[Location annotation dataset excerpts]
:::::

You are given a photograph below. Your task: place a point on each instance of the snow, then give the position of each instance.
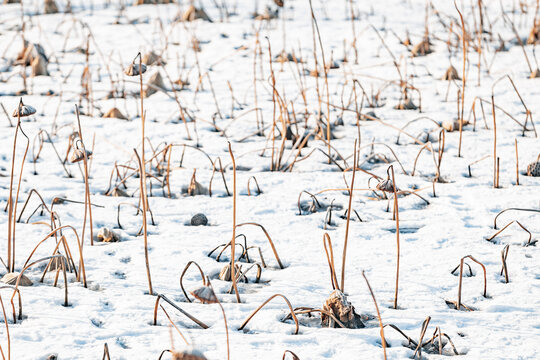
(116, 308)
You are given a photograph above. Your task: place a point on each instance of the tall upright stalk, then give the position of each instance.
(396, 209)
(348, 221)
(87, 201)
(145, 225)
(233, 241)
(464, 78)
(12, 205)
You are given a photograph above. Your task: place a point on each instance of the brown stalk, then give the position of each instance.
(458, 306)
(7, 330)
(164, 298)
(173, 324)
(269, 240)
(266, 302)
(507, 225)
(82, 270)
(294, 356)
(145, 225)
(12, 208)
(383, 340)
(64, 263)
(182, 278)
(106, 354)
(87, 200)
(396, 209)
(464, 78)
(422, 333)
(328, 248)
(233, 241)
(342, 288)
(325, 69)
(256, 184)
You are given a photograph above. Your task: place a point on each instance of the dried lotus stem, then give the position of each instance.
(422, 333)
(233, 241)
(458, 306)
(507, 225)
(342, 287)
(82, 270)
(173, 324)
(266, 302)
(64, 264)
(327, 242)
(504, 255)
(21, 111)
(87, 200)
(203, 277)
(383, 340)
(106, 352)
(269, 240)
(138, 209)
(145, 225)
(509, 209)
(164, 298)
(7, 331)
(32, 191)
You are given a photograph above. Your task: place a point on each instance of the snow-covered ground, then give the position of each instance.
(435, 231)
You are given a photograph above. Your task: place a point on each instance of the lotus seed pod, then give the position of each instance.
(188, 354)
(107, 235)
(192, 13)
(23, 110)
(50, 7)
(199, 219)
(338, 305)
(422, 48)
(78, 155)
(154, 83)
(134, 70)
(11, 279)
(39, 66)
(534, 169)
(386, 185)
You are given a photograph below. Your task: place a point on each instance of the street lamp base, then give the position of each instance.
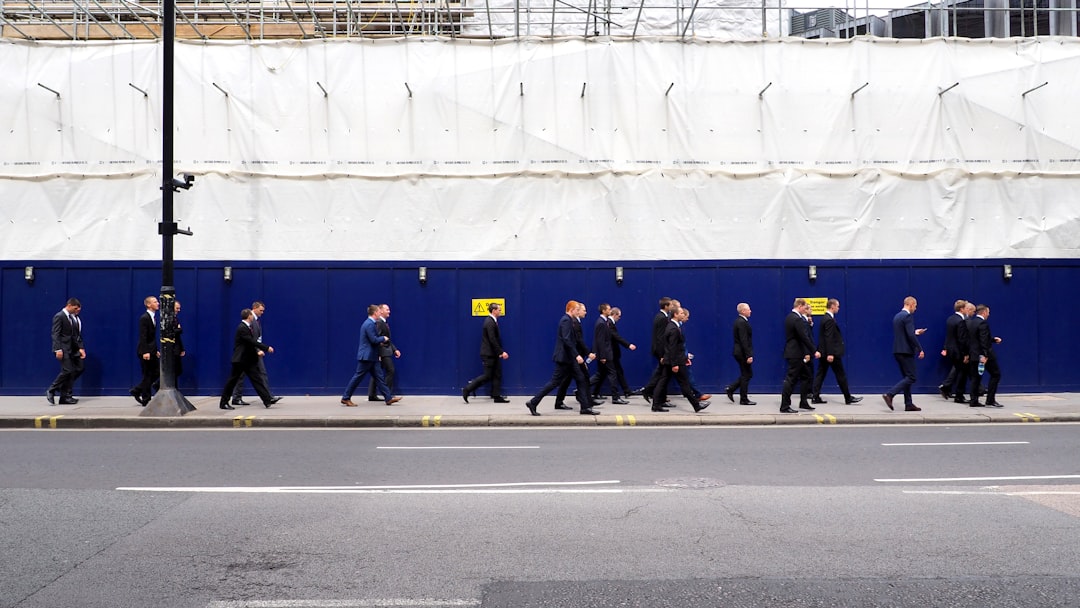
(167, 402)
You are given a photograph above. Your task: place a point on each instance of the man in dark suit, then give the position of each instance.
(148, 351)
(956, 349)
(982, 352)
(676, 363)
(367, 360)
(605, 347)
(491, 355)
(69, 350)
(246, 351)
(258, 309)
(618, 343)
(659, 325)
(568, 361)
(743, 352)
(798, 350)
(832, 348)
(388, 352)
(905, 349)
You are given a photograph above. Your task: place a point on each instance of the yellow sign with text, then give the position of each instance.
(818, 306)
(480, 306)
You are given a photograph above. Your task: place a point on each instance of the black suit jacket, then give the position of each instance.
(617, 341)
(957, 342)
(674, 345)
(659, 326)
(490, 342)
(982, 340)
(602, 339)
(382, 328)
(829, 341)
(147, 335)
(245, 348)
(65, 336)
(797, 337)
(743, 335)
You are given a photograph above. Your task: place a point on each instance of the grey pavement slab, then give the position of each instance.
(444, 410)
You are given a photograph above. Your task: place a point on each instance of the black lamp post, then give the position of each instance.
(169, 401)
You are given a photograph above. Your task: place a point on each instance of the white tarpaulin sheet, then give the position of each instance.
(567, 149)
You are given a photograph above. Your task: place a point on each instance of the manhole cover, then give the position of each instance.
(690, 483)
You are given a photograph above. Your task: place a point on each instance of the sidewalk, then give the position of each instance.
(430, 411)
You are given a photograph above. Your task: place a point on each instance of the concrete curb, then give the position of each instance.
(434, 421)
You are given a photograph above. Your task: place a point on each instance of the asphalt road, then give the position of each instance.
(898, 515)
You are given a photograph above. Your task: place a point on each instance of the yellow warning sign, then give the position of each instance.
(480, 306)
(818, 306)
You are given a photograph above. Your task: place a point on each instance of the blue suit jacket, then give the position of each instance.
(903, 334)
(369, 340)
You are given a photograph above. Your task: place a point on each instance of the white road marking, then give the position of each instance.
(345, 604)
(460, 447)
(960, 443)
(1004, 478)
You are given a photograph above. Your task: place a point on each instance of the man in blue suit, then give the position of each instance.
(367, 361)
(905, 348)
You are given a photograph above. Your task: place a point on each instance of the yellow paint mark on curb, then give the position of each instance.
(40, 421)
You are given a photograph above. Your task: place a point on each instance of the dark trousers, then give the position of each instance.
(683, 376)
(251, 369)
(363, 368)
(745, 373)
(606, 373)
(956, 381)
(71, 367)
(151, 369)
(493, 373)
(906, 363)
(841, 377)
(260, 370)
(798, 373)
(388, 375)
(565, 373)
(993, 370)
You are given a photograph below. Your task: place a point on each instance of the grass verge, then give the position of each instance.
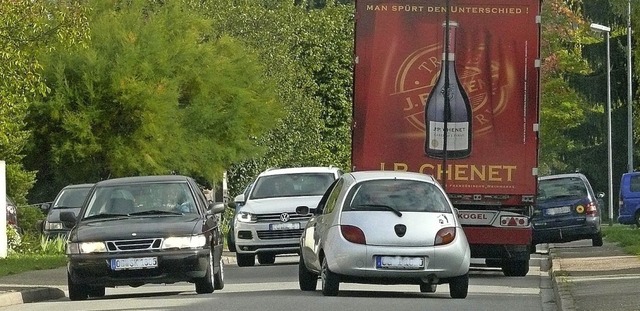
(627, 237)
(18, 263)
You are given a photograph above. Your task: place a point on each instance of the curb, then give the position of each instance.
(561, 284)
(30, 295)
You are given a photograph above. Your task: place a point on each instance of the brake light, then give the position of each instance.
(591, 209)
(353, 234)
(445, 236)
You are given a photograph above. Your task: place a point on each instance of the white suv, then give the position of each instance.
(270, 223)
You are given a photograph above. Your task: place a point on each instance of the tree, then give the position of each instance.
(151, 93)
(25, 27)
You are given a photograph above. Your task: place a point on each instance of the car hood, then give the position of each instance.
(54, 213)
(136, 228)
(279, 205)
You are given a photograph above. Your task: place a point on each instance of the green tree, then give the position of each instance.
(25, 27)
(151, 93)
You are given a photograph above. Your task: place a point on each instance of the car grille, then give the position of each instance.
(280, 234)
(273, 217)
(134, 245)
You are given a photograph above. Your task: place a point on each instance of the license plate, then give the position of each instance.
(558, 210)
(134, 263)
(285, 226)
(399, 262)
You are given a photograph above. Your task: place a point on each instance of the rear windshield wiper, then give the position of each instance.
(105, 215)
(155, 212)
(387, 207)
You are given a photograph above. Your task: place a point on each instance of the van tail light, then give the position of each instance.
(591, 209)
(445, 236)
(353, 234)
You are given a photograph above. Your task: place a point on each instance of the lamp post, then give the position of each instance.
(606, 30)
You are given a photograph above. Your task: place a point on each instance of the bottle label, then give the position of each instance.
(457, 135)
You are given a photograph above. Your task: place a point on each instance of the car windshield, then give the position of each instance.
(142, 199)
(289, 185)
(571, 187)
(71, 198)
(399, 195)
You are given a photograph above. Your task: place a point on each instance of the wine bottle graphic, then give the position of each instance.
(454, 113)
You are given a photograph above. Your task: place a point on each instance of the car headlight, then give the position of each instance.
(86, 248)
(246, 217)
(53, 226)
(196, 241)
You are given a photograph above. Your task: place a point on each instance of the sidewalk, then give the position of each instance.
(41, 285)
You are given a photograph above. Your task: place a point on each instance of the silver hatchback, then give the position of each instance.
(385, 227)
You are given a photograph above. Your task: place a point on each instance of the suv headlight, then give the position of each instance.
(86, 248)
(246, 217)
(196, 241)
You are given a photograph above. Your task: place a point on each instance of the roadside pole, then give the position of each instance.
(3, 211)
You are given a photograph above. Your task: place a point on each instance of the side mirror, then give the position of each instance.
(215, 208)
(68, 219)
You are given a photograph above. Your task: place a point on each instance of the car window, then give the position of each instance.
(570, 187)
(286, 185)
(71, 197)
(402, 195)
(136, 198)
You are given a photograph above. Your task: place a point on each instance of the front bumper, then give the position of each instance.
(173, 266)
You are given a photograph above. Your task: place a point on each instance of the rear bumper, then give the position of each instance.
(173, 266)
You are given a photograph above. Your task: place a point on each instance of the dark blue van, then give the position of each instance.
(629, 203)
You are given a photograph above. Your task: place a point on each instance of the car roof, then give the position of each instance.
(297, 170)
(142, 179)
(369, 175)
(567, 175)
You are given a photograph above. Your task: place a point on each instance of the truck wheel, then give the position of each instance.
(307, 279)
(515, 267)
(459, 286)
(330, 280)
(597, 239)
(76, 291)
(245, 260)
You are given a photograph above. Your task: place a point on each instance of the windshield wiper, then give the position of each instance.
(156, 212)
(105, 215)
(387, 207)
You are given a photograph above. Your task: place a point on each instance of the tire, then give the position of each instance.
(218, 278)
(266, 259)
(597, 240)
(459, 287)
(308, 280)
(428, 288)
(330, 280)
(76, 291)
(205, 285)
(96, 291)
(515, 268)
(245, 260)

:::::

→ **GOAL**:
Convert the items from the line containing "pole, then give the position of each instance." through the last item into a two-column CSV headed instruction and points, with one row per item. Put each item's text and its answer in separate quoted fields, and replace every line break with a space.

→ **FINISHED EXERCISE**:
instruction,points
"You are given a photograph above. Your task: place a point on each instance of the roadside pole, then give the position of each instance.","(3, 211)"
"You are given a photograph above. Your task: place a point on each instance of the side mirror, then give the position of each instance.","(215, 208) (68, 219)"
"You are given a photograph above. Your task: place a point on each instance of the car window, then give the position of each instance.","(570, 187) (286, 185) (71, 197) (402, 195) (136, 198)"
"You are given a photograph above. Your task: place a point on each instance of the front bumper, then give the position of each instance.","(173, 266)"
"You are given a photograph above. Your task: place a point on each instance of the rear bumper, then give the position of each instance.","(173, 266)"
"You are given a photograph above. Your task: place a point on each instance of the dark blue van, then give the position of each instance.","(629, 203)"
"You are given a photograph above. Your task: place a point on each instance of the car roof, then give the position of each instance.","(297, 170) (142, 179) (369, 175) (567, 175)"
"You are given a photograph above. Your task: place a point on each instance of the truck wheel, then give the position of each instance.","(307, 279) (515, 267) (459, 286) (330, 280) (597, 239) (76, 291) (245, 260)"
"You are given a photograph above. Your task: place a point on each instance of the windshield wiper, then give the position of each instance.","(156, 212) (105, 215) (387, 207)"
"You are given a photograph above. Your task: place a point on each instance of the tire, then give the position of each instance.","(218, 278) (266, 259) (597, 240) (459, 287) (308, 280) (428, 288) (330, 280) (76, 291) (205, 285) (96, 291) (515, 268) (245, 260)"